### Quesiti e compiti
1. Rispondi a queste domande sul brano su Daniele:
(a) Quale nome babilonese fu dato a Daniele?
(b) A che cosa chiese Daniele che si limitasse la dieta sua e dei suoi compagni?
(c) Insieme a quali due figure la Parola di Geova menziona Daniele?
2. Cita la parte del brano su Daniele compresa tra "Noto profeta di" e "reale. — Dan. 1:3-6.", estremi inclusi.
3. Prosegui il brano su Daniele a partire dal punto in cui si ferma.

### Brano selezionato
----------

Noto profeta di Geova della tribù di Giuda, e scrittore del libro che porta il suo nome. Ben poco si sa del primo periodo della sua vita, ma egli rivela di esser stato portato a Babilonia, probabilmente quand’era adolescente, insieme ad altri nobili e principi di stirpe reale. — Dan. 1:3-6.
SOTTO LA DOMINAZIONE BABILONESE
Mentre molti esuli si trovavano presso il fiume Chebar, fuori Babilonia, Daniele e i suoi tre compagni furono scelti e istruiti per tre anni secondo la cultura babilonese affinché fossero in grado di svolgere incarichi governativi. Com’era consuetudine furono dati loro nomi babilonesi; quello di Daniele era Baltassar, che significa “Proteggi la sua vita”. Non volendosi contaminare coi cibi assegnati loro, che potevano includere cose proibite dalla legge mosaica o profanate da riti pagani, chiese che la loro dieta si limitasse a verdura e acqua. Venne insegnata loro tutta la sapienza di Babilonia, ma fu Geova Dio che diede loro “conoscenza e perspicacia in ogni scrittura e sapienza; e Daniele stesso aveva intendimento di ogni sorta di visioni e di sogni”. (Dan. 1:17) Alla fine dei tre anni il re trovò che erano “dieci volte migliori di tutti i sacerdoti che praticavano la magia e gli evocatori che erano in tutto il suo regale reame”. — Dan. 1:20.
I sogni di Nabucodonosor
Nel secondo anno del suo regno (probabilmente a partire dalla caduta di Gerusalemme nel 607 a.E.V.), Nabucodonosor fa un sogno che ‘agita il suo spirito’. Tutti i saggi sono incapaci di rivelarlo, perciò Daniele si presenta al re e non solo gli descrive il sogno, rivelatogli da Dio, ma lo interpreta salvando se stesso e gli altri saggi dalla condanna a morte. Questo induce Nabucodonosor a fare di Daniele il “governante su tutto il distretto giurisdizionale di Babilonia e principale prefetto su tutti i saggi”. (Dan. 2:48) I suoi tre compagni ricevono alti incarichi, ma non a corte, mentre Daniele presta servizio alla corte del re.
Non si sa perché Daniele non fosse implicato nella prova d’integrità affrontata dai suoi compagni, Sadrac, Mesac e Abednego, quando fu ordinato loro di adorare la statua d’oro eretta nella pianura di Dura. (Dan. cap. 3) La precedente condotta di Daniele come pure la lealtà che mostrò in seguito a Dio anche a rischio di morire (vedi il capitolo 6) dimostrano che se fosse stato presente, e in qualunque circostanza, Daniele non sarebbe sceso a compromessi inchinandosi davanti alla statua. Inoltre la Parola di Geova esprime la Sua approvazione per la completa dedizione di Daniele, menzionandolo insieme a Noè e Giobbe. — Ezec. 14:14, 20; Matt. 24:15; Ebr. 11:32, 33.

----------

### Dati forniti
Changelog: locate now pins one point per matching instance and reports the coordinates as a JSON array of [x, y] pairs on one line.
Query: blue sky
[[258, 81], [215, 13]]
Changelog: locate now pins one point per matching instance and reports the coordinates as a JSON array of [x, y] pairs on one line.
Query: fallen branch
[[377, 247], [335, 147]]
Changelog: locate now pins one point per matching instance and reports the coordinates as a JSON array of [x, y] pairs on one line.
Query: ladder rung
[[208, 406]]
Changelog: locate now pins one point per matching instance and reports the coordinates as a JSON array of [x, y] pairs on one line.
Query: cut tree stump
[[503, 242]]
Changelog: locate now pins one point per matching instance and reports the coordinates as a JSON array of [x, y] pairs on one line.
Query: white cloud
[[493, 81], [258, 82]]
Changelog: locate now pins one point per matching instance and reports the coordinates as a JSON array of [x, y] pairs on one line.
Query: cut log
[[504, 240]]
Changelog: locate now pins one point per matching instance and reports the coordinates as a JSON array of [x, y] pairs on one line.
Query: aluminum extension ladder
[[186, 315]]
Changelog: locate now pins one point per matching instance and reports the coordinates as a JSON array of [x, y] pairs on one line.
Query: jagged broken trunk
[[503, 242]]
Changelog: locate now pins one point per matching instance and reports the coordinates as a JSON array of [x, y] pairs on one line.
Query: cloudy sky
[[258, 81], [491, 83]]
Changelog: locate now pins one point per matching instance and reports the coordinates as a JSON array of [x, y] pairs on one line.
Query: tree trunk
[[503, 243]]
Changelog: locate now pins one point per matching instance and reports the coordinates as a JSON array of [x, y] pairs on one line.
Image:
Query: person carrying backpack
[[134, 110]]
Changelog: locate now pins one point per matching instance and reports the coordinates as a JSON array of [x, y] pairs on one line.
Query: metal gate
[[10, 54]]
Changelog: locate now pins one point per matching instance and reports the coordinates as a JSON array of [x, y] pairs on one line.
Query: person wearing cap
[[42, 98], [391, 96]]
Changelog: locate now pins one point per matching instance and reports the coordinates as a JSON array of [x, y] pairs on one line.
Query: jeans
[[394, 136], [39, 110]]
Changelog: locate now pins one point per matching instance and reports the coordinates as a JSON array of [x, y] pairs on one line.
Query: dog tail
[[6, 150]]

----------

### Risposte ai quesiti
1.
(a) Baltassar.
(b) A verdura e acqua.
(c) Noè e Giobbe.

2.
Noto profeta di Geova della tribù di Giuda, e scrittore del libro che porta il suo nome. Ben poco si sa del primo periodo della sua vita, ma egli rivela di esser stato portato a Babilonia, probabilmente quand’era adolescente, insieme ad altri nobili e principi di stirpe reale. — Dan. 1:3-6.

3.
Daniele interpretò poi il sogno di Nabucodonosor relativo all’immenso albero che era stato abbattuto e poi lasciato germogliare di nuovo, che (nel significato più semplice della profezia) rappresentava il grande monarca babilonese stesso. (Dan. 4:20-22) Nabucodonosor avrebbe perso la ragione per sette anni e poi avrebbe riacquistato la sanità di mente e il regno. Nabucodonosor attesta che questo accadde realmente per opera di Dio, facendo pubblicità all’avvenimento in tutto il reame. — Dan. 4:1, 2.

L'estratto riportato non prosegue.